* [Instructions for the task]: Every entry needs to appear again exactly as written below.

BEGIN Data

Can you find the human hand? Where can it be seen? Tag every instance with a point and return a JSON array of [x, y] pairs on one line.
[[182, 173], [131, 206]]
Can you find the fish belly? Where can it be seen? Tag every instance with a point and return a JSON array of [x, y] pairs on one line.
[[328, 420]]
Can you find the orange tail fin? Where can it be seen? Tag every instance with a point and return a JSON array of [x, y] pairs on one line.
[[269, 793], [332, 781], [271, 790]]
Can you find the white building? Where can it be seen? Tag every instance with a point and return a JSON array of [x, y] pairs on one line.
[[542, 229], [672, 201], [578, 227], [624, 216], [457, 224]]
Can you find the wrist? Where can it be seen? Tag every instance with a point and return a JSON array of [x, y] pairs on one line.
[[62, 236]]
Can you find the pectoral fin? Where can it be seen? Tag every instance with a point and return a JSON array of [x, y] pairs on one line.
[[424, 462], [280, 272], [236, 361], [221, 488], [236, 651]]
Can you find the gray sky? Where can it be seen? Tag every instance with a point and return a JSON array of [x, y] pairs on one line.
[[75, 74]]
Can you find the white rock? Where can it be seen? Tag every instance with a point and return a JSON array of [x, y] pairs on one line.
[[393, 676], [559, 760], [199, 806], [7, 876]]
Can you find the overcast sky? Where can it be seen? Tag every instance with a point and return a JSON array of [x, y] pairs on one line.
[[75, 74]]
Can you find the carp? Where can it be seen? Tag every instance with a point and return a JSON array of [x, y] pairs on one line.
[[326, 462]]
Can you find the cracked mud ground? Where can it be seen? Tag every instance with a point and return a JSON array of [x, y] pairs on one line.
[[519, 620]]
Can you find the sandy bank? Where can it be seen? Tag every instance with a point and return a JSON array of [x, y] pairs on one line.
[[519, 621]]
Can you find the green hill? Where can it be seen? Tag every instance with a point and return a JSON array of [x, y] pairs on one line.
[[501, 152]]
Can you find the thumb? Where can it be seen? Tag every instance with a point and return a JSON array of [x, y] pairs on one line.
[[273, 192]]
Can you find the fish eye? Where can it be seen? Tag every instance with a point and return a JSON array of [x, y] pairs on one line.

END Data

* [Written answer]:
Can you find the human hand? Where can it be seen? Tag every instance with a point and return a JSON array of [x, y] pairs on one line.
[[182, 173], [131, 206]]
Can you find the fish belly? Where can it be seen? Tag every instance with a point and return a JSON array of [x, y] pairs on one line.
[[328, 420]]
Can you find the orange tail fin? Where can it be seen? Tag every instance with a point and return a JSON array of [x, y] pairs on one line.
[[269, 793], [332, 781], [271, 790]]
Can you find the white building? Where can it be seen? Tag every instance with a point and return a JSON array of [x, y] pairs on one line.
[[542, 229], [672, 201], [578, 227], [624, 216], [457, 224]]
Can you find the wrist? Where can it be seen? Tag every instance with a point and return a JSON array of [x, y] pairs on one line.
[[62, 236]]
Can you find the pectoral fin? Where can it be seen? Tag every instance with a point and return a JSON array of [x, y] pairs on one line.
[[424, 462], [280, 272], [236, 361], [221, 488], [236, 651]]
Can you find the gray sky? Where can it be seen? Tag every instance with a point and return a JSON array of [x, y] pairs on one line.
[[75, 74]]
Can you find the white rock? Where can it be seen? Tag every instance with a point and return a JSON array of [x, y] pairs on one line.
[[393, 676], [559, 760], [199, 806], [7, 876]]
Can you find the overcast sky? Where can it be seen? Tag every instance with a point and return a JSON array of [x, y] pairs on one line.
[[75, 74]]
Can you find the carp? Where can it be seen? Tag every instance with a point and return a JSON array of [x, y] pairs on one line.
[[326, 462]]
Can you find the cracked mud ground? Where can it be seen? Tag every instance with a point and return a JSON array of [x, y] pairs on one line.
[[519, 620]]
Can you find the sandy bank? Where can it be seen? Tag every instance with a point and return a JSON array of [x, y] pairs on one line.
[[519, 621]]
Can you find the green hill? Where can it be seen? Tag every instance with a point and return a JSON array of [x, y] pairs on one line.
[[501, 152]]
Can you find the thumb? Where can it be seen? Tag every instance with a point and return a JSON array of [x, y] pairs on one line.
[[273, 192]]
Can you find the fish eye? Where can it be seen? Tag every instance with a point and return a JSON array of [x, y] pairs on one line.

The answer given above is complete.